Instructions for the task:
Render everything from the line containing "umbrella finial, one" down to the line containing "[[184, 63]]", both included, as a JSON list of strings with one string per line and blank lines omitted.

Data extract:
□ □ □ □ □
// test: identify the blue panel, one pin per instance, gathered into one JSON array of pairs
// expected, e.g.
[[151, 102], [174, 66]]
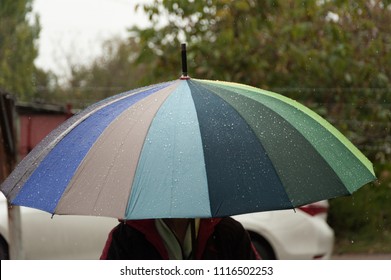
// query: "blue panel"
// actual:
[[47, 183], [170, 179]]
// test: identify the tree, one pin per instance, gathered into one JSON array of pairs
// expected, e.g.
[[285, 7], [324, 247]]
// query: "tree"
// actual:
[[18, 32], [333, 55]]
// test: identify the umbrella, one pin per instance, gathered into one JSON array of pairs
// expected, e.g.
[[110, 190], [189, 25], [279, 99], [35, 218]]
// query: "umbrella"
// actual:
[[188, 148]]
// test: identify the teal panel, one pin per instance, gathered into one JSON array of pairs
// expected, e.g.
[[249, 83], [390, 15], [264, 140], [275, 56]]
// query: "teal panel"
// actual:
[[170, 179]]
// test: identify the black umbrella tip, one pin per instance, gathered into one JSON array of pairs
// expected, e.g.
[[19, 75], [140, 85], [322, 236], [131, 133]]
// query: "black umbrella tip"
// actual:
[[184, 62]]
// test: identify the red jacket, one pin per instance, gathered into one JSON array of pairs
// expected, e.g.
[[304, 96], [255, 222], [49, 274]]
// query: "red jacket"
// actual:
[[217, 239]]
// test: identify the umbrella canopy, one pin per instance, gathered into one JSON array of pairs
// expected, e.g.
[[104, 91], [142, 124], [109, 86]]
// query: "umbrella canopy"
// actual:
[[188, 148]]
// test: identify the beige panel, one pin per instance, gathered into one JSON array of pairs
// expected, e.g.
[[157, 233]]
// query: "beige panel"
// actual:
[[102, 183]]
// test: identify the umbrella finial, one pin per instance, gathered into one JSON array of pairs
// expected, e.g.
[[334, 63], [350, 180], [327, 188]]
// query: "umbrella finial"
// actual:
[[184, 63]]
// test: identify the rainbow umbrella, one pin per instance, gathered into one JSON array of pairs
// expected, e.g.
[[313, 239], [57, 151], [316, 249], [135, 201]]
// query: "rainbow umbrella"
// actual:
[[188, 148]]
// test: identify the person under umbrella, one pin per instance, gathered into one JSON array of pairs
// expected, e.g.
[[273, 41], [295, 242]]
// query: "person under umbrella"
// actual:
□ □ □ □ □
Solution:
[
  "// test: identify the umbrella finial, one pin per instance, gathered into one JSON array of pairs",
  "// expected, e.g.",
  "[[334, 63], [350, 180], [327, 188]]",
  "// query: \"umbrella finial\"",
  "// actual:",
  "[[184, 63]]"
]